An exact copy of all the lines below is required, with every image left out.
━━━ MATERIAL SUPPLIED
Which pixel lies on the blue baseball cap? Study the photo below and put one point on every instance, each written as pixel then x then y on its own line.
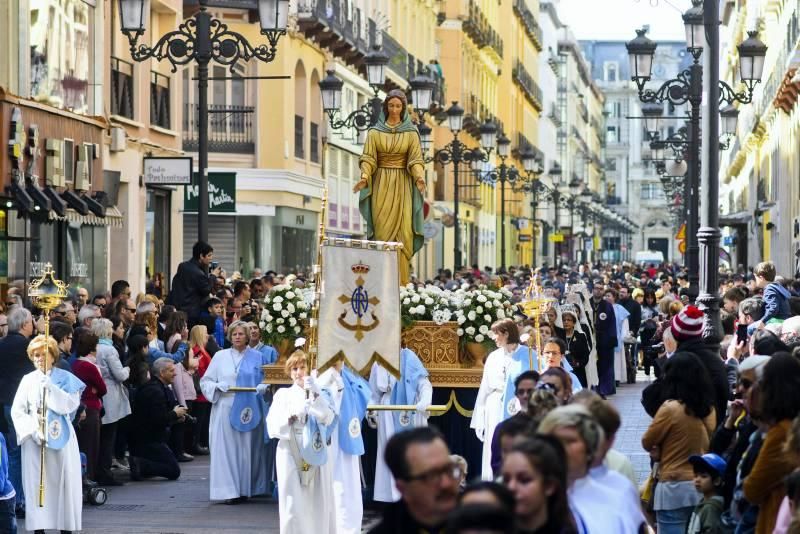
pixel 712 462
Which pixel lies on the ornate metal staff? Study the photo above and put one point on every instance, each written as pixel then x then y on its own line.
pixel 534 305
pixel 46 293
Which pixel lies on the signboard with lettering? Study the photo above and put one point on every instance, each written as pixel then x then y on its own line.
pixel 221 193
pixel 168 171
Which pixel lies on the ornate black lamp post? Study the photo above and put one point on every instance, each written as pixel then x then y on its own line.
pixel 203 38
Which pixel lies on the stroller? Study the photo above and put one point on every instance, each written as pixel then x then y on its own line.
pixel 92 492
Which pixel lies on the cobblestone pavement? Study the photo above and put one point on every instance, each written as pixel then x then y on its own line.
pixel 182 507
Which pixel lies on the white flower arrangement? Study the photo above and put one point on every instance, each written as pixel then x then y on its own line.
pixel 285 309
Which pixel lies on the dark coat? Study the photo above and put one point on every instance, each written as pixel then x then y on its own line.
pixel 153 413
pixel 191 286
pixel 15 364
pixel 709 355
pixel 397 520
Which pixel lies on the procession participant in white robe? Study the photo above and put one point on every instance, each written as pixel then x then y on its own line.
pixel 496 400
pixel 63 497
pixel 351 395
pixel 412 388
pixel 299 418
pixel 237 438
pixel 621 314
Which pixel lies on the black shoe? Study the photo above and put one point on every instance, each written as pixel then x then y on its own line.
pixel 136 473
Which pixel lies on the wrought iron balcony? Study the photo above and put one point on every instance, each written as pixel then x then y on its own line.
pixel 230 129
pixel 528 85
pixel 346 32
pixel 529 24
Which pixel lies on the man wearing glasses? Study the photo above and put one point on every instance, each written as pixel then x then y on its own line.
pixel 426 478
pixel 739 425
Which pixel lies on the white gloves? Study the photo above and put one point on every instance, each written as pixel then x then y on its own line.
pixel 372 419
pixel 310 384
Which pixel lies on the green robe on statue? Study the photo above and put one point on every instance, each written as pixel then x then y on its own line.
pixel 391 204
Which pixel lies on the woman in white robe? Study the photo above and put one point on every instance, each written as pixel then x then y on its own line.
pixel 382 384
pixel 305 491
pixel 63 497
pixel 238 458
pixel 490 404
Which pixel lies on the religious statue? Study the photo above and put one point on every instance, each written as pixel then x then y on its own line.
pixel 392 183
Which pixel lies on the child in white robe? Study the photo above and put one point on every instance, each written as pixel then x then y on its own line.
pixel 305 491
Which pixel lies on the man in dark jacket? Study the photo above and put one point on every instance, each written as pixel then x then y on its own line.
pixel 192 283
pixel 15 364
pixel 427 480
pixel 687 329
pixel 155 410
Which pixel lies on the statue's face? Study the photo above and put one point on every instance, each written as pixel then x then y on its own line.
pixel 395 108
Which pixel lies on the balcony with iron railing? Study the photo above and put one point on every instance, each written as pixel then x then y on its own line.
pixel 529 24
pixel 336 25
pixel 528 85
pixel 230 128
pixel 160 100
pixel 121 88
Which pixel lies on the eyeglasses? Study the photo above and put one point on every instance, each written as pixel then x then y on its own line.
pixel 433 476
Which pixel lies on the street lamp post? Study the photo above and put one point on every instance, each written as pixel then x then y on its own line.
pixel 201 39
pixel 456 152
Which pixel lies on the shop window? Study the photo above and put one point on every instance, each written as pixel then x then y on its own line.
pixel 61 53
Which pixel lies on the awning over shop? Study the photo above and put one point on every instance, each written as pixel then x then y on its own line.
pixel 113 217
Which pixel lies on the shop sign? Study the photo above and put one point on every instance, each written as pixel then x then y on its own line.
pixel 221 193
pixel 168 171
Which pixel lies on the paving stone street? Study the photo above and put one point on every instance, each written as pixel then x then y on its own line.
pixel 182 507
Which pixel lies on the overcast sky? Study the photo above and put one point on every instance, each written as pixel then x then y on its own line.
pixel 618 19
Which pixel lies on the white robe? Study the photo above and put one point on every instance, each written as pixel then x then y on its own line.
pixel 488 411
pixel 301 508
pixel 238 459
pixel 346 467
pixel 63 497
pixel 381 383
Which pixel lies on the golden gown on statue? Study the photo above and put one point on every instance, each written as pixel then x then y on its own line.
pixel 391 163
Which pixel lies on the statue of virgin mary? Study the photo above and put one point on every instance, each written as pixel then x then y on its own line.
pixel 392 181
━━━━━━
REPLY
Which pixel lies on the blue baseball cap? Study the photo below and put one point on every instance, each written as pixel then x then y on its own line.
pixel 712 462
Which pixel lies on the ornate metal staff? Study the photo above and put one point on every instance, each written as pixel then x then y on its own line.
pixel 534 305
pixel 46 293
Which pixel lies on the signboard with lettering? Study the photo above and put one point on every instance, each written as pixel then x then y on its own line.
pixel 221 193
pixel 168 171
Which pixel lies on the ornate black lamp post? Study the photo above and put one point on every instance, each written as pixel then x then y on its own line.
pixel 203 38
Which pixel lies on the stroller? Study the photo above and put one point on every instance, each written as pixel then x then y on its own line.
pixel 92 492
Which pixel lies on the cobblestone pavement? Study the photo above and put one point on every instance, each written as pixel then x then y on its own line.
pixel 182 507
Which pixel lies on the white flower arrangement? Study the photo above and put one point on every instance, each written as pixel then x then y on its own line.
pixel 285 309
Which pixel lies on the dark coat? Study the photo above and put one point on every instance, each written as pixel then x then y on its own line.
pixel 153 413
pixel 191 286
pixel 15 364
pixel 709 355
pixel 397 520
Which pixel lies on the procession participant in white robe? Study the photo above and put one point on every instance, each written as pixel then x then y on its own line.
pixel 496 400
pixel 63 497
pixel 351 395
pixel 412 388
pixel 299 418
pixel 237 438
pixel 621 314
Which pixel lies on the black shoe? Study the photo above and put one point on every instance, each written as pixel then x then y on its own line.
pixel 136 473
Which pixel lies on the wrought iron balcony? Study the photo above and put one point on every instance, each written as pixel then x then y on its own line.
pixel 230 129
pixel 528 85
pixel 346 32
pixel 529 24
Which pixel lies on the man wearing glasses? Study the photo above and put one point on every instance, each written as pixel then x then y on its own line.
pixel 426 478
pixel 739 425
Which pixel lies on the white gloves? Study the photo above and put one point on every instance, each written as pixel then x then y on its own line.
pixel 372 419
pixel 310 384
Which pixel lies on the green robe on statue? Study the photo above and put one point on every instance, each written as pixel then x then y on its own line.
pixel 391 204
Which pixel lies on the woman in white robe? Study the photo above and put one point on every instance, each written as pixel then x then y on its own line.
pixel 382 384
pixel 305 491
pixel 63 497
pixel 238 458
pixel 490 404
Which pixel lies on the religious statue? Study the photo above and put one point on every instance, each written as pixel then x then y on its own line.
pixel 392 183
Which pixel lies on the child in white robe? Study the photo above and put one point on every instance, each written as pixel then x then y on its own line.
pixel 305 491
Which pixel lies on the man in dark jacket? Study the photo above and put one point on every instance, each written as pixel then x then y on its own line.
pixel 192 283
pixel 15 364
pixel 427 480
pixel 687 329
pixel 155 410
Which pixel lies on the statue's face? Study the photo above and put one point on every instance, each written as pixel then x then y on its own line.
pixel 395 108
Which pixel lies on the balcony with iron railing? Study the photo above and put one point on every instance, each written as pixel then x then y on its own line.
pixel 529 24
pixel 336 25
pixel 528 85
pixel 230 128
pixel 160 100
pixel 121 88
Which pixel lies on the eyeglasses? Study the photo above and put one point on every instance, each written as pixel then x then y on its own line.
pixel 433 476
Which pixel lies on the street lamp post? Study the photo above and put one point on every instance, each written as pixel then x then y on its own line.
pixel 201 39
pixel 456 152
Which pixel lies on the shop window? Study the photo above and put one point on every instance, each written as pixel then x then y on its own line.
pixel 61 53
Which pixel lies on the awning over shop? Study the photo above and put one point on every instance, each written as pixel then x then y on its own line.
pixel 113 217
Which pixel lies on the shop sign? Study the photo above and put one point on every instance, each written as pixel then x then y on its own line.
pixel 221 193
pixel 168 171
Which pixel lies on the paving stone street? Study the photo above and put one point on every instance, each written as pixel then x then y on its own line.
pixel 182 507
Which pixel lies on the overcast sky? Study the photo above and put one point on every instance, each written as pixel then x then y on its own line.
pixel 618 19
Which pixel lies on the white robe? Study the photo above and put one point on every instance, each written as pixel then x then y on its own line.
pixel 488 411
pixel 301 508
pixel 238 459
pixel 346 467
pixel 63 497
pixel 381 383
Which pixel lies on the golden gown on statue? Study the photo above and put one point on every instance, each written as pixel then x then y on its own line.
pixel 391 163
Which pixel lies on the statue of virgin mary? Study the photo above and put one point on every instance, each written as pixel then x then y on its own line.
pixel 392 181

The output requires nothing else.